_EXERCISE GOAL_
Each line below that contains the word "engine" is to be counted; give only the final number.

_Stored items from a collection_
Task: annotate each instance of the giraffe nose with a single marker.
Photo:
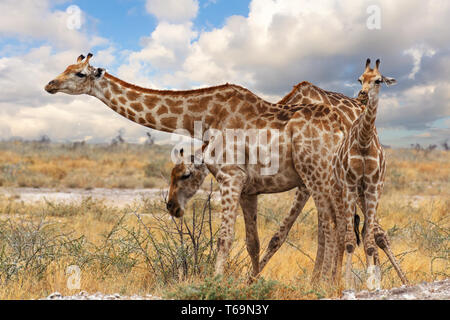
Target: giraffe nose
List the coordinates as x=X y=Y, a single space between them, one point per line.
x=170 y=205
x=50 y=87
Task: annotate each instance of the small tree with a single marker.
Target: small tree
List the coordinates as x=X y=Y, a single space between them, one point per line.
x=150 y=140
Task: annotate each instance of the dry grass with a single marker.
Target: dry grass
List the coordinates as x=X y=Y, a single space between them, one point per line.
x=414 y=210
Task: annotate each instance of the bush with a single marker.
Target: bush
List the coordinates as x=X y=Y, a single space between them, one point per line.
x=220 y=288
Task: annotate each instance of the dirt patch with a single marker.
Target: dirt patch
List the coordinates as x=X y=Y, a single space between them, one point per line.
x=439 y=290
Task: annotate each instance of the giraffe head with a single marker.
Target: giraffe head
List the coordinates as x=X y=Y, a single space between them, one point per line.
x=77 y=79
x=371 y=80
x=186 y=178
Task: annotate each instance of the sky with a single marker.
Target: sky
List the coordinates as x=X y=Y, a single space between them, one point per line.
x=267 y=46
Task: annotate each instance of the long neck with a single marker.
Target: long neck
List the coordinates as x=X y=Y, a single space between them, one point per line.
x=349 y=109
x=367 y=124
x=164 y=110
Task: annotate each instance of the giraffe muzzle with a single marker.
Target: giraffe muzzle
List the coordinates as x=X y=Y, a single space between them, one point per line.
x=51 y=87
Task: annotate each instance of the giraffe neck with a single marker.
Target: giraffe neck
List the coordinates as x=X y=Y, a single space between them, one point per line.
x=367 y=124
x=164 y=110
x=349 y=109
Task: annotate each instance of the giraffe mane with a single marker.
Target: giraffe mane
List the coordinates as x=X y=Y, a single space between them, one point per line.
x=293 y=91
x=171 y=92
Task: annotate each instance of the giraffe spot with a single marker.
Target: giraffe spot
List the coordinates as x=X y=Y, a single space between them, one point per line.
x=276 y=125
x=371 y=165
x=307 y=113
x=246 y=109
x=123 y=100
x=283 y=116
x=188 y=122
x=199 y=105
x=314 y=95
x=133 y=95
x=250 y=98
x=131 y=113
x=137 y=106
x=234 y=102
x=115 y=88
x=306 y=101
x=149 y=118
x=223 y=97
x=162 y=110
x=108 y=94
x=235 y=123
x=103 y=84
x=169 y=122
x=175 y=106
x=151 y=101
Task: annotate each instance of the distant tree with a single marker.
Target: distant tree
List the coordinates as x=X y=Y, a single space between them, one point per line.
x=445 y=145
x=44 y=139
x=150 y=140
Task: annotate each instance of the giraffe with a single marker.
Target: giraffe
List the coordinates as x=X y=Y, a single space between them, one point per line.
x=359 y=168
x=221 y=108
x=182 y=188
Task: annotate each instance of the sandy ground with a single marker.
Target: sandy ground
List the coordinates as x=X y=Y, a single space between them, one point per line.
x=113 y=197
x=439 y=290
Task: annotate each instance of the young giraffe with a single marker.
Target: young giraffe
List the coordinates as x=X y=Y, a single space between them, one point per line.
x=359 y=171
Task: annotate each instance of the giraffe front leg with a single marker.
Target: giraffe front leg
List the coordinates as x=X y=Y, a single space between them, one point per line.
x=249 y=206
x=371 y=204
x=301 y=197
x=383 y=242
x=348 y=208
x=230 y=191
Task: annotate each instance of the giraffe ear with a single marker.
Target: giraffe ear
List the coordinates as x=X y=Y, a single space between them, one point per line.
x=389 y=81
x=88 y=58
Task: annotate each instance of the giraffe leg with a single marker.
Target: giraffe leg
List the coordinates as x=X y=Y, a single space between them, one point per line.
x=321 y=243
x=371 y=204
x=330 y=250
x=383 y=242
x=349 y=283
x=250 y=210
x=230 y=190
x=349 y=201
x=301 y=197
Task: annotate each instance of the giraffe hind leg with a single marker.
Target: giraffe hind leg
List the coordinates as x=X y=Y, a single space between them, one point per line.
x=383 y=242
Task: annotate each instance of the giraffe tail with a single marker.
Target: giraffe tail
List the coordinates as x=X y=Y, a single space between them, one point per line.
x=356 y=228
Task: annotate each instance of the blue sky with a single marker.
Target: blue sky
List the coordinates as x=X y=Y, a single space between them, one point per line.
x=265 y=45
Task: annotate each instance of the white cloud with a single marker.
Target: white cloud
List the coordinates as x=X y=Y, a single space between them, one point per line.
x=34 y=20
x=175 y=11
x=417 y=53
x=279 y=44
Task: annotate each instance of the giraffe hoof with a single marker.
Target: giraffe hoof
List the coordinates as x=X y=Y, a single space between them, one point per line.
x=381 y=241
x=370 y=251
x=350 y=248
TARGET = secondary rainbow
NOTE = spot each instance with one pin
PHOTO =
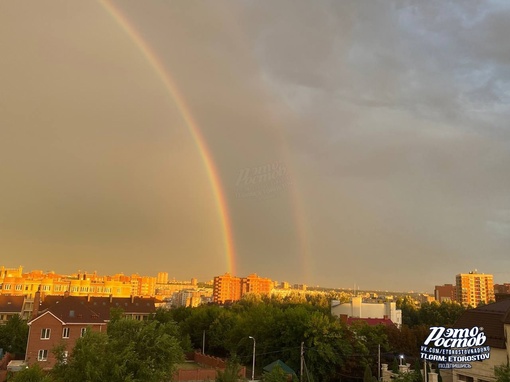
(190, 122)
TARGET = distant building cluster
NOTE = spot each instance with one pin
(228, 288)
(18, 289)
(470, 289)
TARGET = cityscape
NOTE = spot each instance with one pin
(274, 191)
(76, 304)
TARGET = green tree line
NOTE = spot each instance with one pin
(134, 350)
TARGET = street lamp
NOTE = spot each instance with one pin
(253, 364)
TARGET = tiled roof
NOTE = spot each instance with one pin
(371, 321)
(74, 309)
(491, 318)
(11, 304)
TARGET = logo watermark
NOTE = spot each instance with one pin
(455, 348)
(262, 181)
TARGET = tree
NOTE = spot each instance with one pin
(32, 374)
(231, 372)
(14, 335)
(367, 375)
(275, 375)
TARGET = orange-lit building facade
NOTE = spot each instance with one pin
(13, 282)
(474, 288)
(228, 288)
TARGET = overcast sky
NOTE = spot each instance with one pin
(382, 125)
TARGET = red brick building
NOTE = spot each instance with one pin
(229, 288)
(61, 320)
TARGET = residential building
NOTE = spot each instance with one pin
(357, 308)
(494, 320)
(502, 288)
(11, 306)
(446, 292)
(255, 284)
(13, 282)
(226, 288)
(63, 319)
(474, 288)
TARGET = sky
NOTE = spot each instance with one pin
(347, 144)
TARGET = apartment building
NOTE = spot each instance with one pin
(474, 288)
(446, 292)
(63, 319)
(228, 288)
(13, 282)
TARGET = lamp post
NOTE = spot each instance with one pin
(253, 363)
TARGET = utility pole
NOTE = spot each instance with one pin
(302, 361)
(379, 362)
(203, 343)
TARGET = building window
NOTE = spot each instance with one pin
(45, 334)
(42, 355)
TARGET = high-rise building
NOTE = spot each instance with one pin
(231, 288)
(256, 284)
(226, 288)
(446, 292)
(474, 288)
(162, 278)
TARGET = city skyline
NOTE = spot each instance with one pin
(351, 143)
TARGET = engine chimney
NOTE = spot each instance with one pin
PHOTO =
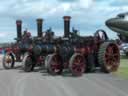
(19, 29)
(39, 27)
(66, 25)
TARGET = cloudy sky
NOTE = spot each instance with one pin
(87, 15)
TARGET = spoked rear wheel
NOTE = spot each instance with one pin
(54, 64)
(77, 64)
(109, 57)
(8, 60)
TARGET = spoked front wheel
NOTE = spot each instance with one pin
(8, 60)
(77, 64)
(54, 64)
(27, 63)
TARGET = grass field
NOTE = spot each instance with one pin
(123, 69)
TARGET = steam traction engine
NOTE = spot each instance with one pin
(82, 54)
(16, 51)
(77, 53)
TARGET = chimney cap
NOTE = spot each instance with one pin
(18, 21)
(67, 18)
(39, 19)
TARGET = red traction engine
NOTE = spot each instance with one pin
(16, 51)
(83, 53)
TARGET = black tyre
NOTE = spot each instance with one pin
(109, 57)
(54, 64)
(27, 63)
(8, 60)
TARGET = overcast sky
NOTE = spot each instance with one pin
(87, 15)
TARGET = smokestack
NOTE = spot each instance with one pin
(19, 29)
(39, 27)
(66, 25)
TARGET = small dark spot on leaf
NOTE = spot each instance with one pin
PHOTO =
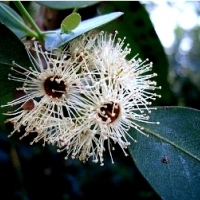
(139, 23)
(152, 33)
(165, 160)
(135, 6)
(165, 107)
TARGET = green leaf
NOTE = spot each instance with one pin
(61, 5)
(70, 22)
(55, 39)
(170, 157)
(139, 31)
(11, 49)
(13, 22)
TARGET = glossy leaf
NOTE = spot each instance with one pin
(60, 5)
(70, 22)
(170, 157)
(139, 31)
(54, 39)
(12, 23)
(11, 49)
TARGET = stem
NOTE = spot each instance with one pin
(75, 10)
(21, 24)
(19, 5)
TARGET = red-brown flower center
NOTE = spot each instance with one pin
(54, 87)
(109, 112)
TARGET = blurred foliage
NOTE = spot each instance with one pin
(35, 172)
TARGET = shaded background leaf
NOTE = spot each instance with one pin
(170, 157)
(138, 29)
(9, 22)
(66, 4)
(55, 39)
(11, 49)
(70, 22)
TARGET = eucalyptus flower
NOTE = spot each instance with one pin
(50, 91)
(116, 93)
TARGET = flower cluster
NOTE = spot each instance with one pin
(84, 99)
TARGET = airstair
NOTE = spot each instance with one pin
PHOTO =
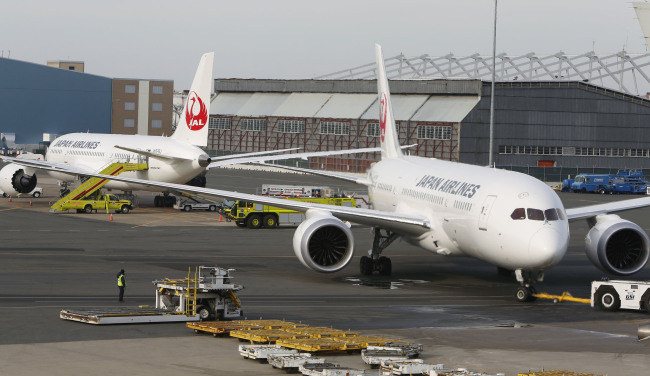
(93, 184)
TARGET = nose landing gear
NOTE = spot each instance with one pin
(526, 291)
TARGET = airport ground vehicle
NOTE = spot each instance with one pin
(615, 294)
(36, 193)
(209, 293)
(98, 202)
(252, 215)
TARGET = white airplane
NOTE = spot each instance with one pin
(175, 159)
(505, 218)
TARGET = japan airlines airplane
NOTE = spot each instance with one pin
(174, 159)
(505, 218)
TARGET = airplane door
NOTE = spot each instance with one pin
(485, 212)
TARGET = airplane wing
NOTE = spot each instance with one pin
(593, 210)
(245, 159)
(45, 165)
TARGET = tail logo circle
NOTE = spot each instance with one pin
(196, 114)
(383, 114)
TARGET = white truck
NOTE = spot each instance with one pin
(616, 294)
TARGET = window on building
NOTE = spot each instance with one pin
(335, 127)
(291, 126)
(373, 130)
(219, 123)
(253, 125)
(434, 132)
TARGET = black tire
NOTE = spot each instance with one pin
(254, 221)
(525, 294)
(385, 266)
(270, 221)
(204, 313)
(365, 265)
(607, 298)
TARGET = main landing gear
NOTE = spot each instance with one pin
(376, 262)
(526, 291)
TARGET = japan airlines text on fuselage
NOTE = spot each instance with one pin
(475, 211)
(93, 152)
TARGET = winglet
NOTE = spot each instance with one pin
(192, 126)
(389, 141)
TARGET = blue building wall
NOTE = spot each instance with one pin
(37, 99)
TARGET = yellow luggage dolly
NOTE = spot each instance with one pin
(265, 335)
(565, 297)
(312, 344)
(217, 327)
(321, 332)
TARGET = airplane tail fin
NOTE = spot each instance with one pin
(192, 126)
(390, 147)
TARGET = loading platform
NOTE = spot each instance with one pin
(124, 315)
(92, 185)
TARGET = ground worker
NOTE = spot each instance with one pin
(121, 284)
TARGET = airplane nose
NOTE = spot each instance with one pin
(547, 247)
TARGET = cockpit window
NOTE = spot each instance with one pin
(551, 215)
(519, 213)
(535, 214)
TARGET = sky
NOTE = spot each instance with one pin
(299, 39)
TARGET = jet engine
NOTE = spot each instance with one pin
(617, 246)
(323, 243)
(14, 180)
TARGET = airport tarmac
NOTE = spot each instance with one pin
(461, 310)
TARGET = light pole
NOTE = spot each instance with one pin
(494, 68)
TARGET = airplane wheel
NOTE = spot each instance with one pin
(385, 266)
(366, 265)
(525, 294)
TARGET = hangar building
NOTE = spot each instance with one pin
(37, 99)
(548, 124)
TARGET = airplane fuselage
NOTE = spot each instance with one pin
(508, 219)
(93, 152)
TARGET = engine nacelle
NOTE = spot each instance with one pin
(323, 243)
(617, 246)
(14, 180)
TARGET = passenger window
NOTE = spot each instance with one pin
(551, 215)
(519, 213)
(535, 214)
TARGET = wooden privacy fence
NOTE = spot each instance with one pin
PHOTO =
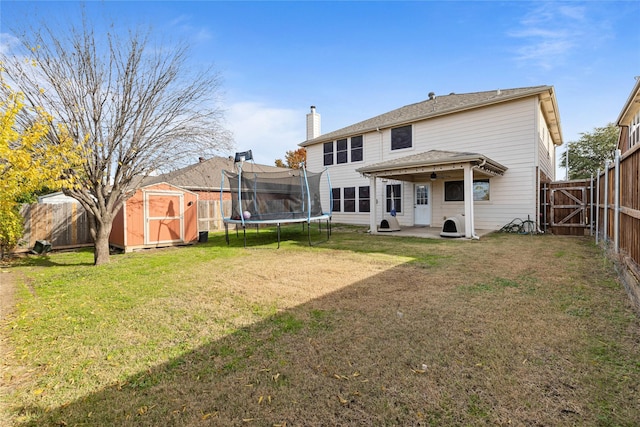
(64, 225)
(618, 207)
(566, 207)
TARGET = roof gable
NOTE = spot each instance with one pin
(449, 104)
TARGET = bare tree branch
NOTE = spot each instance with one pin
(133, 108)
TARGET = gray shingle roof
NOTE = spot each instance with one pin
(433, 107)
(431, 158)
(206, 175)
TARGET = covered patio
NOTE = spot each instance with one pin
(429, 166)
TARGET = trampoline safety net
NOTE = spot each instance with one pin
(290, 195)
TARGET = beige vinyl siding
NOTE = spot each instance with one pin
(508, 133)
(546, 148)
(504, 133)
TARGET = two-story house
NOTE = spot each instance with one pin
(482, 155)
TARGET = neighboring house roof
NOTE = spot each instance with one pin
(206, 175)
(437, 106)
(57, 197)
(631, 107)
(429, 158)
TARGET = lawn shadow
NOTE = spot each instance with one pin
(397, 348)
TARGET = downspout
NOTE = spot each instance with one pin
(473, 228)
(468, 202)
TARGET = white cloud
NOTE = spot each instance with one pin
(269, 132)
(7, 42)
(551, 33)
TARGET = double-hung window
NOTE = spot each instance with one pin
(401, 137)
(341, 151)
(350, 199)
(454, 190)
(364, 201)
(327, 150)
(356, 148)
(335, 195)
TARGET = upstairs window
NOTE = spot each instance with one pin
(328, 153)
(401, 137)
(356, 149)
(335, 193)
(341, 151)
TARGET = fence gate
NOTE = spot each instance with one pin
(567, 207)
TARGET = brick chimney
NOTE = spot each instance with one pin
(313, 124)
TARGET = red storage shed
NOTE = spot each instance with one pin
(157, 215)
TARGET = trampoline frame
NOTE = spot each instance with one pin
(307, 218)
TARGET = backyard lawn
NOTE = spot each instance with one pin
(360, 330)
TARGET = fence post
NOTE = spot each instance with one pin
(591, 206)
(597, 206)
(616, 203)
(605, 229)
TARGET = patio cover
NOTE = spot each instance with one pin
(419, 167)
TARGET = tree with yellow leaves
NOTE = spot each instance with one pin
(133, 105)
(28, 161)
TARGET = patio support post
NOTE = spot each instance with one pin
(373, 208)
(468, 202)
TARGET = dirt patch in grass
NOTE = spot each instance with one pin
(363, 330)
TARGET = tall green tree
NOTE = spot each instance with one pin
(591, 151)
(132, 105)
(27, 161)
(293, 159)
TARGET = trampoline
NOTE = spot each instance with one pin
(274, 198)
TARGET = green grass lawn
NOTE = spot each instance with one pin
(359, 330)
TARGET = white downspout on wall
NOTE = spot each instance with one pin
(313, 124)
(373, 209)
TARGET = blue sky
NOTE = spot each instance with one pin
(355, 60)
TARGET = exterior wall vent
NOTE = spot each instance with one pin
(453, 227)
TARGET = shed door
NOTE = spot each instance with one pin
(422, 209)
(164, 217)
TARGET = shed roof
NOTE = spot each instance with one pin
(450, 104)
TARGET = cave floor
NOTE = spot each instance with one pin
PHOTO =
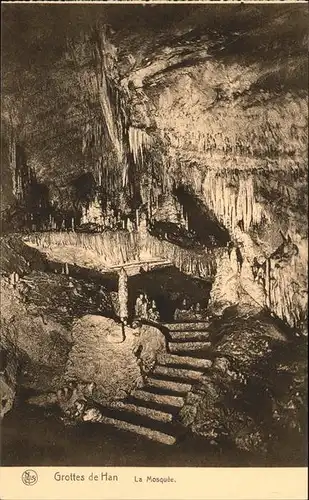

_OUTPUT_
5